Eventually, a ground tug unit properly equipped with snow chains was used to push the aircraft back from the gate. After leaving the gate, the aircraft waited in a taxi line with many other aircraft for 49 minutes before reaching the takeoff runway. The pilot apparently decided not to return to the gate for reapplication of deicing, fearing that the flight's departure would be even further delayed. More snow and ice accumulated on the wings during that period, and the crew was aware of that fact when they decided to take off. Heavy snow was falling during their takeoff roll at 3:59 pm EST.

Though the outside temperature was well below freezing and snow was falling, the crew did not activate the engine anti-ice systems. This system uses heat from the engines to prevent sensors and the engine intake cowl from accumulating ice or snow, ensuring accurate readings.

While running through the takeoff checklist, the following conversation snippet took place (CAM-1 is the captain, CAM-2 is the first officer):

CAM-2 Pitot heat?

CAM-1 On.

CAM-2 Engine anti-ice?

CAM-1 Off.

════

_Actions to take_.
1. In the account of the snowy takeoff, reproduce the passage from "Though the outside" up to and including "ensuring accurate readings.".
2. In the account of the snowy takeoff, list each line of the quoted checklist exchange, including its speaker code.
3. Answer these from the account of the snowy takeoff:
(a) How long did the aircraft wait in the taxi line before reaching the takeoff runway?
(b) Who is CAM-1 in the quoted conversation?
(c) What was the ground tug unit equipped with?

[Dataset entries]
════

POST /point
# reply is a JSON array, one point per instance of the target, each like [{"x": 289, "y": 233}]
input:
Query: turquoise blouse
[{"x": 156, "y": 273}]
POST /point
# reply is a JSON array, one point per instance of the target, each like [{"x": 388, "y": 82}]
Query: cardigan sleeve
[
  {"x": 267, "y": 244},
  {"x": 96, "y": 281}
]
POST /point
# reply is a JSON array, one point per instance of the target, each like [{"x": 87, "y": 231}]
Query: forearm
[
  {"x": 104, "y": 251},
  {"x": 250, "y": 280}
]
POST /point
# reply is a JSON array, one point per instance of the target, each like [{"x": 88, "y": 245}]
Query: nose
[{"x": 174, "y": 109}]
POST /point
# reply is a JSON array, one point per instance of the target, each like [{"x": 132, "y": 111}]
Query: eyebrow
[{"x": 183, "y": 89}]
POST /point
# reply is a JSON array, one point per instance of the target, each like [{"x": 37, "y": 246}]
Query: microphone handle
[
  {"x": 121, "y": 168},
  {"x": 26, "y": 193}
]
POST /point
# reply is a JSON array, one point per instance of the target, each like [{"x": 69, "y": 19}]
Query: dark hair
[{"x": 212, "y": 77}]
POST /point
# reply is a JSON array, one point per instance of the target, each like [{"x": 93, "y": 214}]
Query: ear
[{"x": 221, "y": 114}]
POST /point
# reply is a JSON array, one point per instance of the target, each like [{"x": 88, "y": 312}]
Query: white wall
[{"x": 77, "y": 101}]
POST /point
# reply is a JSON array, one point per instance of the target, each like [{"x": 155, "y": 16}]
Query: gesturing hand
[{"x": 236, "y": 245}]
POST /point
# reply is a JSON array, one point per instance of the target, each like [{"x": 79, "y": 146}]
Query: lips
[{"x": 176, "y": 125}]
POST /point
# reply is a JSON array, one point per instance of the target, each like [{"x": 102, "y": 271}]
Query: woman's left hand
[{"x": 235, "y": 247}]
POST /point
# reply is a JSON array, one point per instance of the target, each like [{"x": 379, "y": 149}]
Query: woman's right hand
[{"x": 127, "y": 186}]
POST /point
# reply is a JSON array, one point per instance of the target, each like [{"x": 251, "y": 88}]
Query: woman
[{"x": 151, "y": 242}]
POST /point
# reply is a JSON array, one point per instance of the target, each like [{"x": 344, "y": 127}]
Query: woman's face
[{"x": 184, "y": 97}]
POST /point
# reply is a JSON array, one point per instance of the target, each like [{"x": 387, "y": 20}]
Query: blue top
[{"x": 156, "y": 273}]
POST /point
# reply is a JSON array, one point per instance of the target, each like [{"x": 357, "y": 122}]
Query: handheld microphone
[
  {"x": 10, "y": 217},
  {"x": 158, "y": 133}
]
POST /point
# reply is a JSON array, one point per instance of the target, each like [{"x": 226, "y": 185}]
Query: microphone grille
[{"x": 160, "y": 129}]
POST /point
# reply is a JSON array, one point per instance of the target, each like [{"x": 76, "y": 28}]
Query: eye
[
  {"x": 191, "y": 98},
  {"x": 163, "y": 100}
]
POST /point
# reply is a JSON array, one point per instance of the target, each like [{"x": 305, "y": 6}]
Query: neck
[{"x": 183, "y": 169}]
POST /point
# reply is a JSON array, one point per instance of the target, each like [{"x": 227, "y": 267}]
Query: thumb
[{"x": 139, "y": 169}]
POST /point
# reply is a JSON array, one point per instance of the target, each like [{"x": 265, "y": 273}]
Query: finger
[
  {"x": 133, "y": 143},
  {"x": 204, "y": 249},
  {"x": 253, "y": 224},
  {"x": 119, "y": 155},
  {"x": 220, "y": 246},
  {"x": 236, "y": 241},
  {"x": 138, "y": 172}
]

════

_Results of the exercise_.
1.
Though the outside temperature was well below freezing and snow was falling, the crew did not activate the engine anti-ice systems. This system uses heat from the engines to prevent sensors and the engine intake cowl from accumulating ice or snow, ensuring accurate readings.

2.
CAM-2 Pitot heat?
CAM-1 On.
CAM-2 Engine anti-ice?
CAM-1 Off.

3.
(a) 49 minutes
(b) The captain
(c) Snow chains